--- Material del ejercicio ---

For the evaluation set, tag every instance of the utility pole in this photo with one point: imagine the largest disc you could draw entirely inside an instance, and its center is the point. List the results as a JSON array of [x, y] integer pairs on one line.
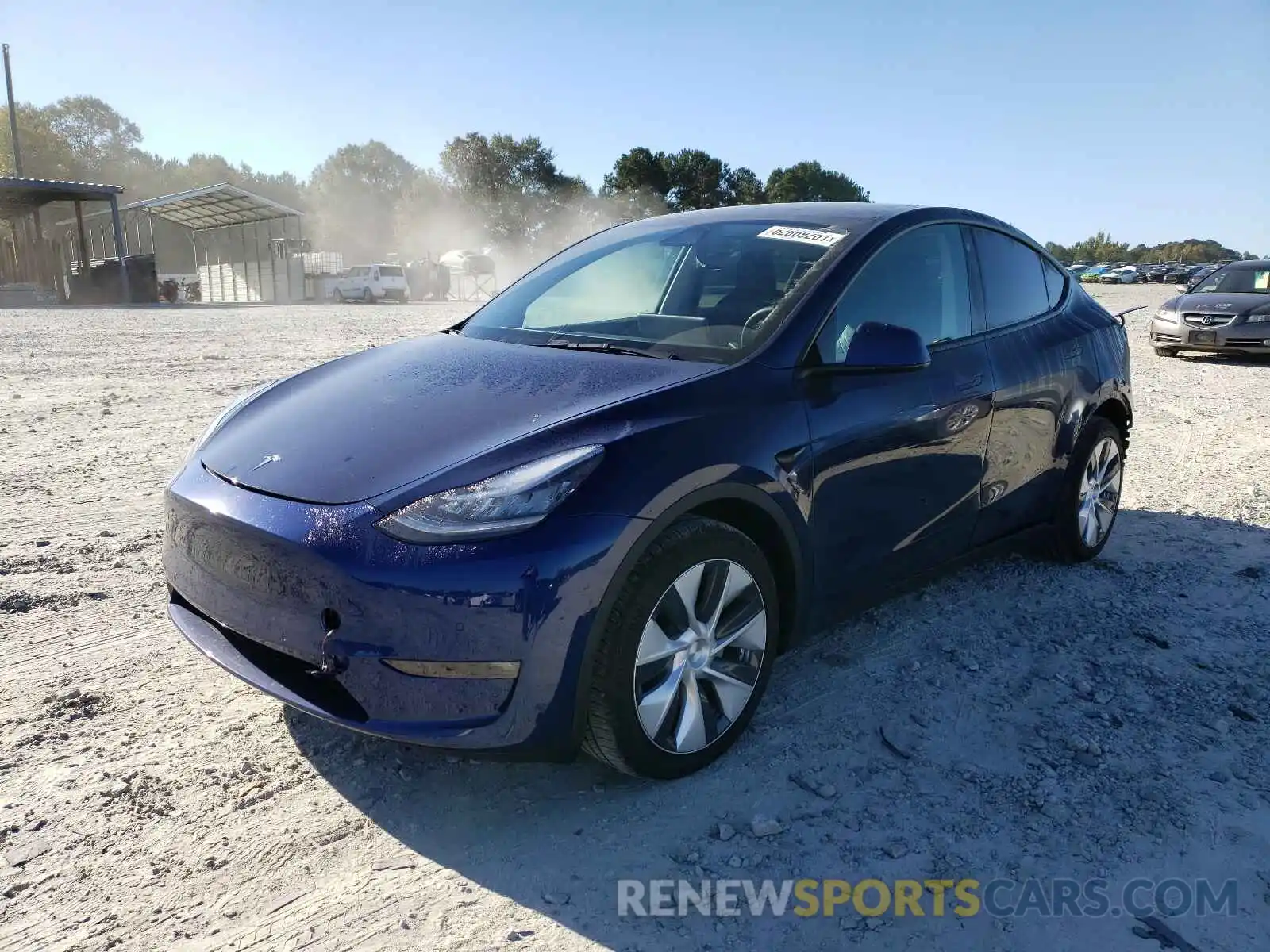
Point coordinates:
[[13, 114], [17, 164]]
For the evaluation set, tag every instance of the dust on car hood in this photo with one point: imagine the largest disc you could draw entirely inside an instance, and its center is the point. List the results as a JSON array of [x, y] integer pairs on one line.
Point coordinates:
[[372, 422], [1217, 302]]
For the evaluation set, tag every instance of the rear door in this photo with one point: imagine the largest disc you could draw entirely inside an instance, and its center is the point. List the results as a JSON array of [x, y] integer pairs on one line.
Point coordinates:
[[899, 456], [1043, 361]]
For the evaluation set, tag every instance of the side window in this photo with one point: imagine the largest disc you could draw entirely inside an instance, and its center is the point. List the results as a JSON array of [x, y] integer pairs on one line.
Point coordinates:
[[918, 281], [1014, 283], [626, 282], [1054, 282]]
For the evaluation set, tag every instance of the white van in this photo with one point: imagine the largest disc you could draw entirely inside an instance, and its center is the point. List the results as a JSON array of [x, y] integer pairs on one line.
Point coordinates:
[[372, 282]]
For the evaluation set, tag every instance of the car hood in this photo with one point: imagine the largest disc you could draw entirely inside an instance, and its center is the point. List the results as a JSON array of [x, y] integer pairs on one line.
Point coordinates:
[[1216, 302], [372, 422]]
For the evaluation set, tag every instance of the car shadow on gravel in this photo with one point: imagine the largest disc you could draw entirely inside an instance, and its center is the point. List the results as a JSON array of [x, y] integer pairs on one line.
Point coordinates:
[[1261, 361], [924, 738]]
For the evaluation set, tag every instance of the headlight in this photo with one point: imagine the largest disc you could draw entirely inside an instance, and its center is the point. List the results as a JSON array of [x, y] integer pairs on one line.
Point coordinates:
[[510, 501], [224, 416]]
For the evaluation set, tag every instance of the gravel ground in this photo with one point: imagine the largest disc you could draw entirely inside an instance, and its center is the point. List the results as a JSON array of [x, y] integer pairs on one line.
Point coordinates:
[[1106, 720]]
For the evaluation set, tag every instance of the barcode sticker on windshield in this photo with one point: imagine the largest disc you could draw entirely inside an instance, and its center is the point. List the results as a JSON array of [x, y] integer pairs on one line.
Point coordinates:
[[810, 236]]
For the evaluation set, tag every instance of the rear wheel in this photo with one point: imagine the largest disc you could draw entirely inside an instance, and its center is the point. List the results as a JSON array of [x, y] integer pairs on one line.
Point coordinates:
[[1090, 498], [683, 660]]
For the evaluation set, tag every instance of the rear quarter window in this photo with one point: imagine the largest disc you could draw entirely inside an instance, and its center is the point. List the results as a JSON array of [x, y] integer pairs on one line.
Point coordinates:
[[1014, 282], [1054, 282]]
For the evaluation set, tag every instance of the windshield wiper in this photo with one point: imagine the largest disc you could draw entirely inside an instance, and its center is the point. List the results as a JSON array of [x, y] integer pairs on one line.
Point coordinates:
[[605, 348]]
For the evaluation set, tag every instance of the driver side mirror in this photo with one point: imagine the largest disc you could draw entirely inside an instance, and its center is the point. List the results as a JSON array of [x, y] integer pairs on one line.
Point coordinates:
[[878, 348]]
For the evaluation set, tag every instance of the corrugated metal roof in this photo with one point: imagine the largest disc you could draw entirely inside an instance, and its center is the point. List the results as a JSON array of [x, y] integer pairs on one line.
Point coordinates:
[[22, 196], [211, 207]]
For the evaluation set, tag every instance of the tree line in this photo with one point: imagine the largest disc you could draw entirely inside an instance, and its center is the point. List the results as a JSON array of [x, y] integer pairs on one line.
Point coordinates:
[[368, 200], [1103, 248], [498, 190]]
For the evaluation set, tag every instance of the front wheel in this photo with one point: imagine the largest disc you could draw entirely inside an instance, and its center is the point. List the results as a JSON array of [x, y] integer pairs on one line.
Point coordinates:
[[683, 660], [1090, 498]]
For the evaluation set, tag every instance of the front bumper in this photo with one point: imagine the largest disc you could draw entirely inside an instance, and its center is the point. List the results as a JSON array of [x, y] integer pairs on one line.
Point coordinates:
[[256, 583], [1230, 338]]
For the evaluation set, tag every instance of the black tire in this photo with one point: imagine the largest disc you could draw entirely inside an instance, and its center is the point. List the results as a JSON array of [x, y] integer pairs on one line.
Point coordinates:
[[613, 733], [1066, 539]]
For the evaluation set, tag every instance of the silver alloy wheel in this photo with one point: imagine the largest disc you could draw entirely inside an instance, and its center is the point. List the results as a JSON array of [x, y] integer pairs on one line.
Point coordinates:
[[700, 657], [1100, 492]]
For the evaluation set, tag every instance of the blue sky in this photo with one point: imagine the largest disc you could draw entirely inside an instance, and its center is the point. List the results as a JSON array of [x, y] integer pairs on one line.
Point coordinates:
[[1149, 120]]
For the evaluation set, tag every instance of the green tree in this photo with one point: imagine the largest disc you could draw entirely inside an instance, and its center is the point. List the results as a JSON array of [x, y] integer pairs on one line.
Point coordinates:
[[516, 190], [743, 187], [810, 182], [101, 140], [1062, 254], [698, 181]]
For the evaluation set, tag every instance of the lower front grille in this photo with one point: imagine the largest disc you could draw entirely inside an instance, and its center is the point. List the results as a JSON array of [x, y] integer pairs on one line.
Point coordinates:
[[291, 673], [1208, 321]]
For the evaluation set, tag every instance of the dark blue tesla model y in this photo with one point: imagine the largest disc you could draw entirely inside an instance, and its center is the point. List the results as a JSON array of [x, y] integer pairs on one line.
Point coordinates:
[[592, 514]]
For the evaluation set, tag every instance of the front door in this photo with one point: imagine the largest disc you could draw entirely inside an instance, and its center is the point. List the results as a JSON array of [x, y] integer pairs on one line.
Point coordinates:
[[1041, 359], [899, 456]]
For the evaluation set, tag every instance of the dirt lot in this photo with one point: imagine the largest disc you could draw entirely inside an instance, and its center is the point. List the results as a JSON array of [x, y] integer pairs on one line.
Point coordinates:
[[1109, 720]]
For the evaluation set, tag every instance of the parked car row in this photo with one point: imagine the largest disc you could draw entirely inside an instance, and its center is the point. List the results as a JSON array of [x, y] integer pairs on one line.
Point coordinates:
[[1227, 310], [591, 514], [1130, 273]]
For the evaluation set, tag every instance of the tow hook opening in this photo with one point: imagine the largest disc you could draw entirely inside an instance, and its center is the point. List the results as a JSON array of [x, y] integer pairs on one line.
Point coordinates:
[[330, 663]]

---
--- Material del ejercicio ---

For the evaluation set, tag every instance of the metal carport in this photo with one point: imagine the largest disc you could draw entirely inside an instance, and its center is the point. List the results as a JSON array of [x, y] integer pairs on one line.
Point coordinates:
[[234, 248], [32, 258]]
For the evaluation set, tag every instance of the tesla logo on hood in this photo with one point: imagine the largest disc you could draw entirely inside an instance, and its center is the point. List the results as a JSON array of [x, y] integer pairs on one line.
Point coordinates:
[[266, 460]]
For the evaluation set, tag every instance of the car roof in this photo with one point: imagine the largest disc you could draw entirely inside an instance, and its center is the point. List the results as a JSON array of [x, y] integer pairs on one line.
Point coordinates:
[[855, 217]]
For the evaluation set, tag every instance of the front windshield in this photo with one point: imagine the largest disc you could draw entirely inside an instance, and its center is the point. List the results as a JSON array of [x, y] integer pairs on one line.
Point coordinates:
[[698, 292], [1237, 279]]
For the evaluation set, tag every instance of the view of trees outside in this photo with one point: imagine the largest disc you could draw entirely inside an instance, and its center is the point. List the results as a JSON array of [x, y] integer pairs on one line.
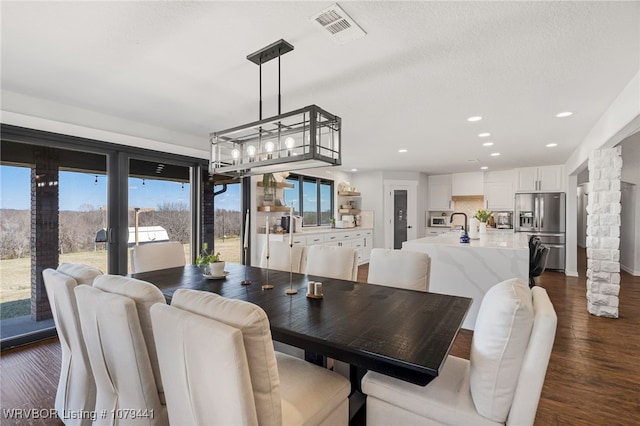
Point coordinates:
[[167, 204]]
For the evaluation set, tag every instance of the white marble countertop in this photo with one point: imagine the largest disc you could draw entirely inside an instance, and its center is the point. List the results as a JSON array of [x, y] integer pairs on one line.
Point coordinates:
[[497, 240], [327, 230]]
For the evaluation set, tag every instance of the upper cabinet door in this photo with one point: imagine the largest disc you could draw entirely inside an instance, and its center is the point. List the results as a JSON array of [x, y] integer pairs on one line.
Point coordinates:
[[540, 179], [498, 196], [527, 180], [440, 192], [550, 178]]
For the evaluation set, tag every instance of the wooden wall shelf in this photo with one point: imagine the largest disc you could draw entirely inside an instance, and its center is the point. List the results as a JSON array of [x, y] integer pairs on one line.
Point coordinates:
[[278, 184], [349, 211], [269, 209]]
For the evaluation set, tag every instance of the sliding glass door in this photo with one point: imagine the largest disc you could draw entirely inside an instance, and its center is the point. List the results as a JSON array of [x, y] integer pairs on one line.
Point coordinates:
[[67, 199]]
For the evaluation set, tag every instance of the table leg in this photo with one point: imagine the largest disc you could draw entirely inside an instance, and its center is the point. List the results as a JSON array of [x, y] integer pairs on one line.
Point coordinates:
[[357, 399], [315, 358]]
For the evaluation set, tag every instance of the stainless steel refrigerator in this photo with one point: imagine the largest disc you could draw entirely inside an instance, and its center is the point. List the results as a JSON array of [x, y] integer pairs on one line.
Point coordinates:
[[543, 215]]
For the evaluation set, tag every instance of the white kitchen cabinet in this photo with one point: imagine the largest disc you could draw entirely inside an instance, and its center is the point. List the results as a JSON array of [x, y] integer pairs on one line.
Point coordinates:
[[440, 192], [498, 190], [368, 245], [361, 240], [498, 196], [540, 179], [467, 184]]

---

**Tarea**: Cita literalmente las líneas del listado que van desde la que contiene "For the evaluation set, tag every instance of the parked" hasta la que contiene "[[330, 663]]", ambas incluidas.

**Ejercicio resuelto**:
For the evaluation set, tag every instance of the parked car row in this photo with one point: imagine the largest disc you could draw entirely inside an instance, and its center is the point. List the results as a JSON array of [x, y] integer pairs on one line.
Point coordinates:
[[1227, 310], [591, 514], [1130, 273]]
For the evaluation set, tag every instance of the tow hook opening in this photo with one point: imagine the largest disc you could draw entirely inside an instance, and its center is the point. List the results as a JSON array of [x, y] integer pairs on one line.
Point coordinates:
[[330, 663]]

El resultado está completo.